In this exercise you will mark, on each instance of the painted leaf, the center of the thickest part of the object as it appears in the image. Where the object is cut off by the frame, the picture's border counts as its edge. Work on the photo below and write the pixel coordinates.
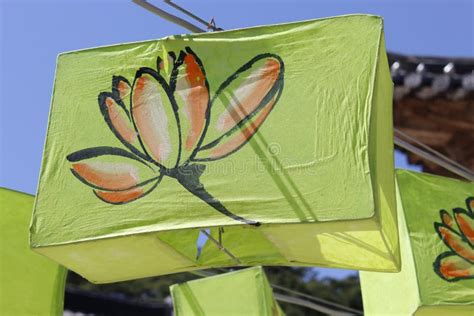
(241, 105)
(192, 95)
(465, 223)
(110, 169)
(122, 90)
(452, 268)
(455, 242)
(155, 115)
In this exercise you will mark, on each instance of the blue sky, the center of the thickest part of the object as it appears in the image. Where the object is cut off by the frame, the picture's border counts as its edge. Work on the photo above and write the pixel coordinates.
(34, 32)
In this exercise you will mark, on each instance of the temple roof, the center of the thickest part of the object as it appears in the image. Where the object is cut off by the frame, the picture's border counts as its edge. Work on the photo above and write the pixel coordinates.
(434, 103)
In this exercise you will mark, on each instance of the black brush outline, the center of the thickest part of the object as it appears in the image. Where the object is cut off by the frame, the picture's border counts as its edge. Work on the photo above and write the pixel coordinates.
(105, 114)
(468, 204)
(437, 267)
(463, 238)
(459, 210)
(95, 152)
(191, 181)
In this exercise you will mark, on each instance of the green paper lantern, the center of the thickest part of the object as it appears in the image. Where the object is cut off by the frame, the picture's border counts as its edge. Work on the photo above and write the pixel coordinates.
(243, 292)
(29, 283)
(436, 224)
(277, 139)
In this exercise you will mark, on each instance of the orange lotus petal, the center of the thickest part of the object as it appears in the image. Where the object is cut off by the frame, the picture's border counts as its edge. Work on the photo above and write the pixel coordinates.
(240, 137)
(466, 225)
(120, 197)
(455, 242)
(453, 267)
(120, 121)
(193, 90)
(470, 204)
(447, 219)
(248, 96)
(108, 176)
(151, 117)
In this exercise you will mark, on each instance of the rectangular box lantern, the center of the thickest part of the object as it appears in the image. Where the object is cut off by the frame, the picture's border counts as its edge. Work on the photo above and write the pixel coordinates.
(276, 139)
(30, 284)
(436, 223)
(244, 292)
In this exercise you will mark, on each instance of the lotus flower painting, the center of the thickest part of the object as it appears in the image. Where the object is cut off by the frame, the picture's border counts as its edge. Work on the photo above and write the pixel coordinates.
(458, 235)
(168, 124)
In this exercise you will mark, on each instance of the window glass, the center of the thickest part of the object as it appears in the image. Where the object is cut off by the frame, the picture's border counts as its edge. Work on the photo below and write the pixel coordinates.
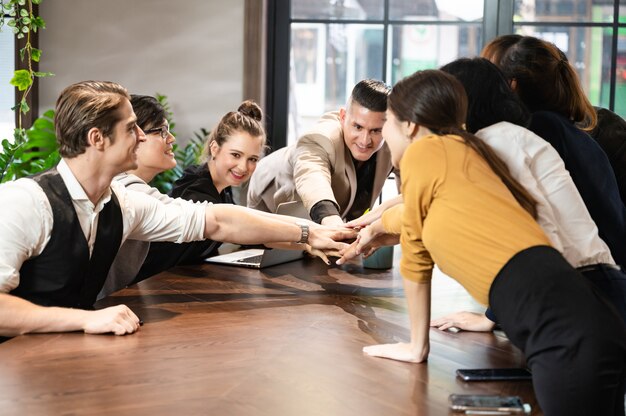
(563, 11)
(7, 94)
(338, 9)
(416, 47)
(327, 60)
(443, 10)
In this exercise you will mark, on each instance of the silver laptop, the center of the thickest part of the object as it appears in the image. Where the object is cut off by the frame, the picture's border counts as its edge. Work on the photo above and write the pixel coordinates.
(256, 258)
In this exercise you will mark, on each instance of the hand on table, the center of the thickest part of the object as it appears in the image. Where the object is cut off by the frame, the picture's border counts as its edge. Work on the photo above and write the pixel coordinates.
(468, 321)
(118, 319)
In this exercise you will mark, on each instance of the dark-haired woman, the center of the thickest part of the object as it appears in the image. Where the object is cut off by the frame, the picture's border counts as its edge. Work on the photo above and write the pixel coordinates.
(464, 211)
(232, 151)
(562, 115)
(496, 116)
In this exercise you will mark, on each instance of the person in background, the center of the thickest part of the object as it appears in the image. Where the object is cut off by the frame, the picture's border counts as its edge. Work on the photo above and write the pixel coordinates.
(62, 228)
(337, 169)
(464, 211)
(541, 76)
(497, 116)
(609, 132)
(233, 149)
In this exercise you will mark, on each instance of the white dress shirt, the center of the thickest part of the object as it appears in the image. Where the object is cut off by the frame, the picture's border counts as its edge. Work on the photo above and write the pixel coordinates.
(26, 220)
(561, 211)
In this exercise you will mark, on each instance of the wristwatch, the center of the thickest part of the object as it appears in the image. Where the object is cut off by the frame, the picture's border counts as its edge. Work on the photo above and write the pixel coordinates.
(304, 235)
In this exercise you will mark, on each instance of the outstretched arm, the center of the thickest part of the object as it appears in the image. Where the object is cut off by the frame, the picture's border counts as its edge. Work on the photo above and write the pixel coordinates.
(418, 299)
(375, 214)
(234, 224)
(20, 317)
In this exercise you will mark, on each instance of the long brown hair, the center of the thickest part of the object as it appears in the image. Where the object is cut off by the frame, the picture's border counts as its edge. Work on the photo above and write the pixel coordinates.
(437, 101)
(545, 80)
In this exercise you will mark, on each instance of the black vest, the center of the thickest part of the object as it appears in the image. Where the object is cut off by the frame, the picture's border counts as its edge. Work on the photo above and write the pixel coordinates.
(63, 274)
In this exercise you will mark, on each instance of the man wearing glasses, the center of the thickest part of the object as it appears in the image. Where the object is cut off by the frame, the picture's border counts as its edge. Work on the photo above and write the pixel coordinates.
(62, 228)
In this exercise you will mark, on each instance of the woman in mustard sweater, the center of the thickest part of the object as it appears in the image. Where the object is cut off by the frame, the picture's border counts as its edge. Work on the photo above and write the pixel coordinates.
(464, 212)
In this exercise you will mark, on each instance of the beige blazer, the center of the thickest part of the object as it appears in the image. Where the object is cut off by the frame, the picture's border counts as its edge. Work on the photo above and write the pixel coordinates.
(318, 167)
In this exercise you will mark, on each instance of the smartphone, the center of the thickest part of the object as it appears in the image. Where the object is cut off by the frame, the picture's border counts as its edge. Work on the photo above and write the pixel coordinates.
(487, 404)
(494, 374)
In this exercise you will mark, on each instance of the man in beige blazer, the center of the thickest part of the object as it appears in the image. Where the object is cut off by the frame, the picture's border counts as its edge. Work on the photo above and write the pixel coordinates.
(337, 169)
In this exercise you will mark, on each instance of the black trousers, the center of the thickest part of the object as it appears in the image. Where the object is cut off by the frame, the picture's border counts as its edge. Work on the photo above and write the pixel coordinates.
(573, 338)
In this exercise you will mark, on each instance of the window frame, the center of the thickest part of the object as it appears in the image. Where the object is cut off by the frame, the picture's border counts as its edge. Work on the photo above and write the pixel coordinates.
(497, 20)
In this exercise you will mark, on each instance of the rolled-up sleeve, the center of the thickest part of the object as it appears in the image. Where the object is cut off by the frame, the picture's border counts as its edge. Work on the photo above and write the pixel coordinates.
(25, 227)
(148, 219)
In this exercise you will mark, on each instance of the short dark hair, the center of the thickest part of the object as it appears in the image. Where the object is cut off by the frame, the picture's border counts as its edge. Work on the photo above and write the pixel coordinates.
(83, 106)
(150, 113)
(371, 94)
(490, 98)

—————

• Given problem
Starting from the line containing "window frame, the" and ending with the final line of the data, reproduce each line exactly as it appears, including no other lines.

• Response
In this exercise you will mark, on each instance of the window frame, the center of the thickest part of the object as it appears in the image. Where the object is cut off by the frame, the picture's border counts as its edge. Work on the photo above and write the pixel coordinates.
(497, 20)
In this exercise you will mark, on each instance of the rolled-up sleeve, the center of the thickest part of the object as it appears in the image. Where the object is cut off by the frame, the picture's border counts as its edge. Work on the photo above and write the pixel coordinates.
(25, 227)
(148, 219)
In this exercise you will mark, on each instance of the short dark hair, the center of the thickest part of the object as it appears in the image. Where the object is cut off by the frame, the picture's border counts as its edge. Work on the photo above and write the pixel coordinates.
(83, 106)
(150, 113)
(371, 94)
(490, 98)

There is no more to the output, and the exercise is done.